(Rows from an object pointing dataset)
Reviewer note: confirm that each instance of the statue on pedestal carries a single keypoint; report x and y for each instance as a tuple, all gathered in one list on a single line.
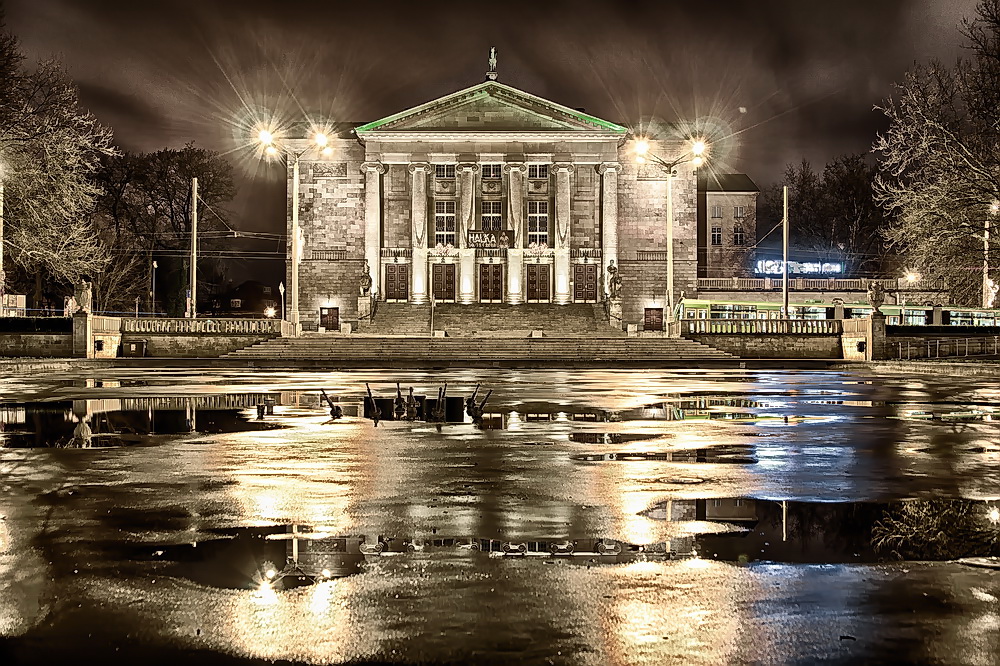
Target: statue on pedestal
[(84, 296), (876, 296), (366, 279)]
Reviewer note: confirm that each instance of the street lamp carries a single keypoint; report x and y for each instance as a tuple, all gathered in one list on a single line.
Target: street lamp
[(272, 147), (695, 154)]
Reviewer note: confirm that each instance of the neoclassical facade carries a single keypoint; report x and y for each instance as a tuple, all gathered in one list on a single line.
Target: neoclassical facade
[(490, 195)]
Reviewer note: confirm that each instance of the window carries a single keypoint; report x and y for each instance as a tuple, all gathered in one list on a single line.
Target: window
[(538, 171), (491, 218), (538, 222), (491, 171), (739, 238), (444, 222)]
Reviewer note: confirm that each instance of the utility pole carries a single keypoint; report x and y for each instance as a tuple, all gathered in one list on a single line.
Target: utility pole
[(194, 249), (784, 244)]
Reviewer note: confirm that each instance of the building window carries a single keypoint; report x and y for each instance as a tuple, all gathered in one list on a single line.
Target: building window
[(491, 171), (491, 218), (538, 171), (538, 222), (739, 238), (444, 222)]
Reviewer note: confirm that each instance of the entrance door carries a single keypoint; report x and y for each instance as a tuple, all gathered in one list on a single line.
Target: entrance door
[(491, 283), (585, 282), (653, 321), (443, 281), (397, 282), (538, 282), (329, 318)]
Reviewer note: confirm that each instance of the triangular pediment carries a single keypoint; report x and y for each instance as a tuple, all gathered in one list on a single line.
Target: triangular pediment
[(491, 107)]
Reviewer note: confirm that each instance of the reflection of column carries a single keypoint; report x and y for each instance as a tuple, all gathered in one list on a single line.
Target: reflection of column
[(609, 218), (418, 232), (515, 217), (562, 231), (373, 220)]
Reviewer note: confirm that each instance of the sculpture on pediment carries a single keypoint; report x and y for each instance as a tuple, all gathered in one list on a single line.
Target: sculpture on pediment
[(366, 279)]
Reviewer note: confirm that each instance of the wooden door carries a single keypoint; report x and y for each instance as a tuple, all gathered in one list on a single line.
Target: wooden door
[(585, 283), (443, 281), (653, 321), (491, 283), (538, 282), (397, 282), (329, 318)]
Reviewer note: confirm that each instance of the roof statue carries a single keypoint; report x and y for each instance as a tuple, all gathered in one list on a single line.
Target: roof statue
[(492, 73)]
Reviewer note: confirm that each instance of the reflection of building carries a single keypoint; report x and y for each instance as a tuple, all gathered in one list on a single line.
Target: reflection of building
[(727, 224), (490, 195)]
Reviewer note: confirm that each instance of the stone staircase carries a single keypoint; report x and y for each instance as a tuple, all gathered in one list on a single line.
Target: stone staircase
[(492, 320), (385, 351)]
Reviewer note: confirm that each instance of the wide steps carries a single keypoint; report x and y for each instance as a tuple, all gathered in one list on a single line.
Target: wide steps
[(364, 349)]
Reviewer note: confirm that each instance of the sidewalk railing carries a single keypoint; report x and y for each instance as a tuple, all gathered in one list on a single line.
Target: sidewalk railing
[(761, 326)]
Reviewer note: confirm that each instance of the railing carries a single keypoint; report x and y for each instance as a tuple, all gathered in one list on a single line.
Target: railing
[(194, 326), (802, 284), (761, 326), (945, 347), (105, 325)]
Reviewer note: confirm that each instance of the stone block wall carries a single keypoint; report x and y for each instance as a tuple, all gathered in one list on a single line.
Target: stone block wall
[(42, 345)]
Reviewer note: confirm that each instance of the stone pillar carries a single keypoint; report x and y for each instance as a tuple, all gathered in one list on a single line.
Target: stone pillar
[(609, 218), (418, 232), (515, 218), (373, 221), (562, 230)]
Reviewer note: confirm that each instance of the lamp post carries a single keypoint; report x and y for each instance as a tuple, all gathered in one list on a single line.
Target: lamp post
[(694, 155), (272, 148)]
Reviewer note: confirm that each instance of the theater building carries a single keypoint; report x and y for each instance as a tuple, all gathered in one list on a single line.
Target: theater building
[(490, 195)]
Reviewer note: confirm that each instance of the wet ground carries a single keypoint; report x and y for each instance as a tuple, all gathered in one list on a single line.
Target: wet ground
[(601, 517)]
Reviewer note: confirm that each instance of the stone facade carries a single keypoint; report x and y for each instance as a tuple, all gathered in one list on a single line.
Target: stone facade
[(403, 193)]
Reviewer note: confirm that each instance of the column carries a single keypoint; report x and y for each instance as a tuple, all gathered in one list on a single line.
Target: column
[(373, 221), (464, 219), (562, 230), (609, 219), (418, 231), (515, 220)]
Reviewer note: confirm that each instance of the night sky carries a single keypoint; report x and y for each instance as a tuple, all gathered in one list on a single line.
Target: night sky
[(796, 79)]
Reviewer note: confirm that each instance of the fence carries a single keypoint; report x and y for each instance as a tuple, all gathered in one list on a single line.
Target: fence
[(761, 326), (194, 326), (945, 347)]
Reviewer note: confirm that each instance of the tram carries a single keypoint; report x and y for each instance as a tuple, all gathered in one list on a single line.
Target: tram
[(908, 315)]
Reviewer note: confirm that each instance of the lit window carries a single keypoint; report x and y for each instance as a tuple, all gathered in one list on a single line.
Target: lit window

▸ WHAT YOU WILL DO
Please copy all of the records above word for word, leaving the pictures out of your answer.

▸ CORRECT RESPONSE
Reviewer note: confirm that each instance of the statue on pedestal carries a single keypoint; report x and y for each instance as a tuple, all gathered in one list on a single line.
Target: statue on pedestal
[(84, 296), (876, 296), (366, 279)]
Reviewer note: confirm that each instance of the street lamp carries a single keypoint; report x and y for each instance as a tuple, all gathered in one list on a single line.
Target: street lamp
[(272, 147), (695, 154)]
Reviewer note: confirm that each instance of the neoclassical facade carries a single keypoint; report x and y for each instance as a tuple, all gathered in one list on a single line.
Target: neoclassical facade
[(490, 195)]
Reviewer note: confirm that each instance of the window carries a single keypoint; report x and y for each instance as a tuple, all gathered in one list on a single line.
Target: window
[(538, 171), (491, 218), (538, 222), (491, 171), (739, 238), (444, 222)]
Reviewer note: confirm that each instance of the utility pole carries a single keypoint; report x and y for each instance as a tuple, all gathered in one list on a single line.
Target: utility pole
[(194, 249), (784, 244)]
Reviewer note: confirm that each instance of the building window carries a single keypoint; report x and y for each instance as a tuple, all gathered in one list on a single line.
Target: building window
[(491, 171), (491, 218), (538, 171), (538, 222), (739, 238), (444, 222)]
Reviewer note: confirm that each instance of the entrance door carries a single keypoint; report x and y for each instance as a tuple, all gathered in one list on a single line.
Target: entrance door
[(491, 283), (585, 282), (653, 321), (443, 281), (397, 282), (538, 282), (329, 318)]
Reviewer note: confirm that each instance of the triangular pediment carries a single keypoint; report x and y for each instance as a tuple, all gathered in one list on a single line.
Target: triangular pediment
[(491, 107)]
Reviewer note: confirm that each instance of the reflection of column carries a single keypoint; report x and y for each instance as a tuple, all gathered in one list on a single line.
Target: reflection of column
[(609, 218), (418, 232), (515, 217), (562, 231), (373, 220)]
Reviewer note: confirm that each instance of the sculpture on pediment carries a single keypoint; report x and y for each instance as a tuple, all gathered in one list on a single line.
Target: sculpture on pediment
[(366, 279)]
Reviewer note: confirm that each instance of the wooden door carries a single keypoint; report x and y for each instance as a tuple, all gathered in one list on a single line.
Target: wooden door
[(585, 283), (443, 281), (653, 321), (491, 283), (538, 282), (397, 282), (329, 318)]
Reviewer note: confirm that each instance of the roof statue carries a single keypoint; report x and y for each instance as a tuple, all gathered in one list on a single line.
Target: roof statue
[(492, 73)]
Reviewer note: confirm that each instance of the reflection of building carries a single keypoint; report x and y for each instance as a tuple, all gathered in one list on a single line.
Target: reflection of building
[(727, 224), (490, 195)]
Reviewer note: confirm that each instance of the stone staircase carries a single keypoint; report x and y for each instance as a tuple, all gathered in one list on a single line.
Target: stone staircase
[(492, 320), (385, 351)]
Reviewer note: confirm that each instance of the wide steps carries a single keypoint; report x and y for each instance as a tuple, all gathered in one list on a single line.
Target: wide steps
[(364, 349)]
Reviewer note: confirm that each instance of the sidewalk railing carries a single keypoint; report x and y for each instance as a tuple, all gathered in one list on a single line.
Target: sidewalk railing
[(761, 326)]
Reviewer note: confirm that each instance of the railing carries a single keypoint; report x and y for each instance as a tuple, all gathered in one list on a single line.
Target: railing
[(194, 326), (802, 284), (761, 326), (945, 347), (105, 325)]
Reviewer note: confirm that each instance of the stone block wall carries a single keypoint; report x and y for each instance as a tuple, all gathered in one list on a single line.
Target: stone block wall
[(42, 345)]
Reviewer note: confirm that each instance of the stone pillar carries a single keypoint; report x and y for each instance as a tuple, all gathered in one list on a single line.
Target: stone pillar
[(609, 218), (418, 232), (515, 218), (373, 221), (562, 230)]
Reviewer note: confirm that each instance of the lamp post carries a single keypoint; report x and y for each instance as a tuple, all gathered in one list on a single line.
Target: lamp post
[(694, 155), (272, 148)]
Reviewer note: confirm that each instance of the theater building carries a single keypoint; report x and y for each instance as a tuple, all gathered in one list on a single line.
Target: theater building
[(490, 195)]
Reviewer note: confirm that each instance of the wet ground carries a single keypoint; report x and y for each instance as a tuple, all gathered in one list on a single line.
Target: wet ground
[(601, 517)]
Reviewer note: confirm that each instance of the stone facade carries a single keypoint; report x and y for each instance as a tuple, all gathered in one list on a single line.
Target: stone facade
[(403, 193)]
Reviewer note: confirm that each instance of the column carries a single keypoint; report x and y for each instance as a tuple, all gathered in one list on a single line.
Target: column
[(373, 221), (464, 219), (562, 230), (609, 219), (418, 231), (515, 220)]
Reviewer note: confirm that each instance of the night sky carries a single keypoint; report x and y for each instance as a tuple, all gathered in one list on a single line.
Target: night sky
[(796, 79)]
Reviewer note: confirm that each instance of the fence carries a single keypoint; report x and y for each instance as a tuple, all gathered in one list on a single line.
Target: fence
[(761, 326), (194, 326), (945, 347)]
Reviewer note: confirm that each instance of the tram carries a single keypoint; report x and y for each instance as a tuple, all gathered in one list on a single line.
Target: tram
[(908, 315)]
Reviewer note: confirm that each instance of the lit window carries a single keypoint; report x and y for each instance as a tuple, all gathered in one list on a single line.
Target: lit window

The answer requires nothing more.